(Data records)
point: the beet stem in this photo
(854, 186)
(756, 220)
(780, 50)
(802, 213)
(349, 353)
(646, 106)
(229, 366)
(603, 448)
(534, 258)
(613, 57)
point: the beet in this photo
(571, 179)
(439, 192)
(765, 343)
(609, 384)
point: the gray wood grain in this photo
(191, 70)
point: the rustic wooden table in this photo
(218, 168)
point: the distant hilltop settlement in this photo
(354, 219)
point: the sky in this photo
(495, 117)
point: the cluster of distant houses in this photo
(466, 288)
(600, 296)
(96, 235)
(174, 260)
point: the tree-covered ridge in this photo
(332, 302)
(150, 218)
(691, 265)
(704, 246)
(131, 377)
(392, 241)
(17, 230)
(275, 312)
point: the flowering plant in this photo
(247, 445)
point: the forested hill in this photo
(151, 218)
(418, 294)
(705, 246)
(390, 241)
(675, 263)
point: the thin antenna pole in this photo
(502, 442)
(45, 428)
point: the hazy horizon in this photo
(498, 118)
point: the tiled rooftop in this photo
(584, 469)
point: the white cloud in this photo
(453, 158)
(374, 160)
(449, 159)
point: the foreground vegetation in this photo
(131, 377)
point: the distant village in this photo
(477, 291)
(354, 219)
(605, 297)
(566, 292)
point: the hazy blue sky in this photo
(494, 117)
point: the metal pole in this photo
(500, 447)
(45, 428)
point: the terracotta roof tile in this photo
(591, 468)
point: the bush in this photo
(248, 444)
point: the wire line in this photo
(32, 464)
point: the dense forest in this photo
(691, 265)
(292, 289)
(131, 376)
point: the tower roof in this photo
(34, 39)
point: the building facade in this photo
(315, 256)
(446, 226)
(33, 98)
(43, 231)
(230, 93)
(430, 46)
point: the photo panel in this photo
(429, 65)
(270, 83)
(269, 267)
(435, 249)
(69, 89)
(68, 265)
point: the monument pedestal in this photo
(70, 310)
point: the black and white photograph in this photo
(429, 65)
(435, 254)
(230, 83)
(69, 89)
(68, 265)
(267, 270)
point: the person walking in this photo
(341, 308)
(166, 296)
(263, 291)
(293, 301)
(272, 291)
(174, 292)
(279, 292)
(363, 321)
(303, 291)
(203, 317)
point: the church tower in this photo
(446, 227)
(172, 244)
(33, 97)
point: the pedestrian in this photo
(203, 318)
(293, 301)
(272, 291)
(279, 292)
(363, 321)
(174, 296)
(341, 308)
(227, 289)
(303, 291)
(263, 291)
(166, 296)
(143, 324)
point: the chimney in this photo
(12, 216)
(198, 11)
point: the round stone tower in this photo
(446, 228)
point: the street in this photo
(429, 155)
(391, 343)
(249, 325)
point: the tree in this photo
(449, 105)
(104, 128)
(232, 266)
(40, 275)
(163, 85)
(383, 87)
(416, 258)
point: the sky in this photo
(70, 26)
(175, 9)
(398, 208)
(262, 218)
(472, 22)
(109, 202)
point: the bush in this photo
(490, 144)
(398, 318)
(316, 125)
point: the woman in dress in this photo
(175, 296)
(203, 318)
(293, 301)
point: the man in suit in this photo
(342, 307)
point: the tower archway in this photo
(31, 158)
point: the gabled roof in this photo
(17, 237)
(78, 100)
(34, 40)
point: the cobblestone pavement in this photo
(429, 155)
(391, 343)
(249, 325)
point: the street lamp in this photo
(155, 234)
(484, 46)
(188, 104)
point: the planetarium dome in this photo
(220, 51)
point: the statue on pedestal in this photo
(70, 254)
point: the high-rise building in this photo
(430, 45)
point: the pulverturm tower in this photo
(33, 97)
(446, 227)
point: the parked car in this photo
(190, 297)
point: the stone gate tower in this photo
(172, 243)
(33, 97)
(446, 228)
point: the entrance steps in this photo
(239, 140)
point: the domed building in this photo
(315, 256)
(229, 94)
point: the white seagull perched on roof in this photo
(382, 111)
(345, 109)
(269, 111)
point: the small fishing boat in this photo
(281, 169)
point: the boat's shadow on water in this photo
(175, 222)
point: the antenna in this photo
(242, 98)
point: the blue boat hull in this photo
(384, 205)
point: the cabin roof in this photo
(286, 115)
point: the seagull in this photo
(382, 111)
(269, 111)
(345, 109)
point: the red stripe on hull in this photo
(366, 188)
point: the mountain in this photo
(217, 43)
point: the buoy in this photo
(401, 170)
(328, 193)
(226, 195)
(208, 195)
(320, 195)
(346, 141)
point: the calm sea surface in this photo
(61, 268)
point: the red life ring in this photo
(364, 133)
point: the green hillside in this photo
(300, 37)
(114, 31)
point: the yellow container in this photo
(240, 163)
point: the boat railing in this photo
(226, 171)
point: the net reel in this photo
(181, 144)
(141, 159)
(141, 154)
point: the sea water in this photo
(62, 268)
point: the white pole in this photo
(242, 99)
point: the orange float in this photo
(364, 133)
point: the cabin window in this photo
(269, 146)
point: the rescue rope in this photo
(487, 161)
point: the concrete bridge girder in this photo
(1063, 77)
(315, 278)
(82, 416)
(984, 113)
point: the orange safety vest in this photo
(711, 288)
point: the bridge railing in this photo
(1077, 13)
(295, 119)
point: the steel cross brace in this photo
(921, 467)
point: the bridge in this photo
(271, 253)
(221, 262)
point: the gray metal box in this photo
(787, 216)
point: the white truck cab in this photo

REQUIRED WORK: Each record above is to be printed again exactly as written.

COMPLETED EXERCISE:
point: the beet stem in this photo
(854, 186)
(756, 220)
(780, 50)
(802, 213)
(349, 353)
(646, 106)
(229, 366)
(603, 448)
(534, 258)
(613, 57)
point: the beet in this photo
(571, 179)
(439, 192)
(765, 343)
(609, 384)
point: the gray wood grain in this photo
(191, 70)
point: the rustic wooden table in this photo
(218, 168)
point: the distant hilltop settlement in this photo
(354, 219)
point: the sky in this photo
(495, 117)
point: the cluster of distant houses in this photo
(466, 288)
(600, 296)
(96, 235)
(174, 260)
point: the tree-covered ridge in this photo
(332, 302)
(150, 218)
(691, 265)
(704, 246)
(131, 377)
(392, 241)
(17, 230)
(275, 312)
point: the flowering plant in this photo
(247, 445)
point: the forested hill in this photo
(151, 218)
(418, 294)
(705, 246)
(390, 241)
(675, 263)
point: the thin antenna pole in this photo
(502, 442)
(45, 428)
point: the hazy horizon in this photo
(498, 118)
point: the tiled rooftop in this photo
(584, 469)
point: the white cloud in this photo
(453, 158)
(374, 160)
(449, 159)
point: the foreground vegetation in this photo
(131, 377)
point: the distant village in this photo
(477, 291)
(354, 219)
(605, 297)
(566, 292)
point: the hazy blue sky in this photo
(494, 117)
point: the metal pole in this photo
(500, 447)
(45, 428)
point: the terracotta roof tile in this photo
(591, 468)
point: the bush in this photo
(248, 444)
point: the wire line in this photo
(32, 464)
point: the dense forest in this photo
(691, 265)
(292, 289)
(131, 376)
point: the tower roof in this photo
(34, 39)
point: the building facade in this photo
(315, 256)
(446, 226)
(33, 98)
(43, 231)
(230, 93)
(430, 46)
point: the photo panel in this photo
(429, 65)
(270, 83)
(269, 267)
(435, 249)
(69, 89)
(68, 265)
point: the monument pedestal in this photo
(70, 310)
point: the black and white photograph in this photo
(429, 65)
(435, 254)
(230, 83)
(69, 89)
(68, 265)
(267, 270)
point: the person walking in this photo
(341, 308)
(166, 296)
(263, 291)
(293, 301)
(272, 291)
(174, 292)
(279, 292)
(363, 321)
(303, 291)
(203, 317)
point: the church tower in this photo
(446, 227)
(172, 244)
(33, 97)
point: the pedestrian in this photo
(203, 318)
(293, 301)
(272, 291)
(279, 292)
(363, 321)
(174, 296)
(341, 308)
(227, 289)
(303, 291)
(263, 291)
(166, 296)
(143, 324)
point: the chimney in this photo
(12, 216)
(198, 11)
point: the round stone tower in this photo
(446, 228)
point: the street in this photo
(429, 155)
(391, 343)
(249, 325)
point: the tree in this photo
(449, 105)
(104, 128)
(232, 266)
(40, 275)
(163, 85)
(383, 87)
(416, 258)
point: the sky in this photo
(70, 26)
(175, 9)
(398, 208)
(262, 218)
(472, 22)
(109, 202)
point: the bush in this photo
(490, 144)
(398, 318)
(316, 125)
point: the woman in dress in this photo
(175, 296)
(203, 318)
(293, 301)
point: the man in suit in this photo
(342, 307)
point: the tower archway in this photo
(31, 158)
point: the gabled roof in this photo
(17, 237)
(78, 100)
(34, 40)
point: the cobblestone pavement in this photo
(429, 155)
(391, 343)
(249, 325)
point: the street lamp in this photo
(155, 234)
(484, 46)
(188, 104)
point: the planetarium dome in this photo
(220, 51)
point: the statue on pedestal in this photo
(70, 254)
point: the high-rise building in this photo
(430, 45)
point: the pulverturm tower in this photo
(33, 97)
(446, 227)
point: the parked car in this photo
(190, 297)
point: the stone gate tower in this photo
(172, 243)
(33, 97)
(446, 228)
point: the entrance steps in this photo
(239, 140)
point: the domed building in this photo
(315, 256)
(229, 94)
point: the white seagull perched on roof in this photo
(382, 111)
(345, 109)
(269, 111)
point: the small fishing boat in this photo
(281, 169)
point: the boat's shadow on water in this photo
(175, 222)
point: the antenna in this photo
(242, 98)
point: the blue boat hull in this photo
(384, 205)
point: the cabin roof in this photo
(286, 115)
point: the seagull in this photo
(382, 111)
(269, 111)
(345, 109)
point: the red stripe on hull in this photo
(366, 188)
point: the mountain in this photo
(217, 43)
point: the buoy in this photo
(401, 170)
(328, 193)
(226, 195)
(208, 195)
(320, 195)
(346, 141)
point: the calm sea surface in this photo
(61, 268)
point: the red life ring in this photo
(364, 133)
point: the green hillside in this photo
(300, 37)
(114, 31)
point: the yellow container in this photo
(240, 163)
point: the boat railing in this photo
(226, 171)
point: the net reel in this photo
(181, 144)
(141, 159)
(141, 154)
point: the sea water in this photo
(62, 268)
point: the white pole in this photo
(242, 99)
point: the orange float in this photo
(364, 133)
point: the cabin window in this photo
(269, 146)
point: the rescue rope in this photo
(487, 161)
point: the concrete bridge girder in this photo
(1063, 77)
(315, 278)
(82, 416)
(984, 113)
point: the orange safety vest in this photo
(711, 288)
point: the bridge railing in this photo
(1077, 13)
(295, 119)
point: the steel cross brace in this photo
(921, 467)
point: the bridge in this photo
(271, 253)
(221, 262)
point: the gray metal box in this photo
(787, 216)
point: the white truck cab in this photo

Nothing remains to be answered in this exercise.